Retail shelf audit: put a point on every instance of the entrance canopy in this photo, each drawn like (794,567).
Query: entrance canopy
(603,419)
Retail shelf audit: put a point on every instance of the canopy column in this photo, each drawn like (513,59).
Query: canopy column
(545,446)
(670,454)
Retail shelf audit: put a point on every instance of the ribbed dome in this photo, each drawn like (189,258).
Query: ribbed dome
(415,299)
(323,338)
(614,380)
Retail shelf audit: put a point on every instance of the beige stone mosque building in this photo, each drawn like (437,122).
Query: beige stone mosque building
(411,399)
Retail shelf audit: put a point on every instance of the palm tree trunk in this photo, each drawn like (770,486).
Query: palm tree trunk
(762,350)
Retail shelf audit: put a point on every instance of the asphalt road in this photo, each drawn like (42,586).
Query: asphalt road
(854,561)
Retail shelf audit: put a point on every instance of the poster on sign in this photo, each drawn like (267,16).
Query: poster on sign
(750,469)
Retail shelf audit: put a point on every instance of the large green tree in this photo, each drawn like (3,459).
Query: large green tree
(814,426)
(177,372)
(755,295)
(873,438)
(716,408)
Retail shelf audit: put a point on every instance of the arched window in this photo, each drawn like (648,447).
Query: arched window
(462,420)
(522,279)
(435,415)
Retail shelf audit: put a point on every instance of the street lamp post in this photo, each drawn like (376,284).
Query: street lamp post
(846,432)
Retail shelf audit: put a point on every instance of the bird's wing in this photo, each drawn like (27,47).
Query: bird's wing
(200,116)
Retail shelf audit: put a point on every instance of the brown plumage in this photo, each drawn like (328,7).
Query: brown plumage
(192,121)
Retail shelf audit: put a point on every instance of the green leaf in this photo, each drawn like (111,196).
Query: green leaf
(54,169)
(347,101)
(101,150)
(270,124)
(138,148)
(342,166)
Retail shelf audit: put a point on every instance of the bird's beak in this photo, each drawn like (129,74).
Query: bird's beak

* Given exercise: Rewrite the records from the line with "drawn like (3,459)." up to and including the last line, changing "Retail shelf audit" to "Store shelf check" everywhere and leaving everything else unchanged.

* Written response:
Store shelf check: put a point on every instance of the large green tree in this photo, each drawn like (3,459).
Query: large green tree
(814,426)
(177,372)
(755,295)
(873,438)
(716,408)
Store shelf check: put a point on every instance of the arched window in this photo, each drawn like (648,447).
Query: arched window
(462,420)
(522,279)
(435,415)
Store shelf check: put a point on every instance of the street lamp post in this photo, each drawn like (376,284).
Query: street lamp post
(846,432)
Store shelf check: put a point on every instance of the bird's wing in this photo, each drawn like (27,47).
Query: bird's wing
(200,116)
Store shelf check: put a point on every instance of the brown plumage in this photo, each drawn like (328,7).
Query: brown plumage
(192,121)
Store shelf check: put a point on every instance of the green leaf in this photo, each drawn like (111,196).
Query: green leaf
(54,169)
(347,101)
(101,150)
(270,124)
(138,148)
(342,166)
Store shelf check: put a point on every instance of the bird's beak in this photo, each drawn like (129,74).
Query: bird's beak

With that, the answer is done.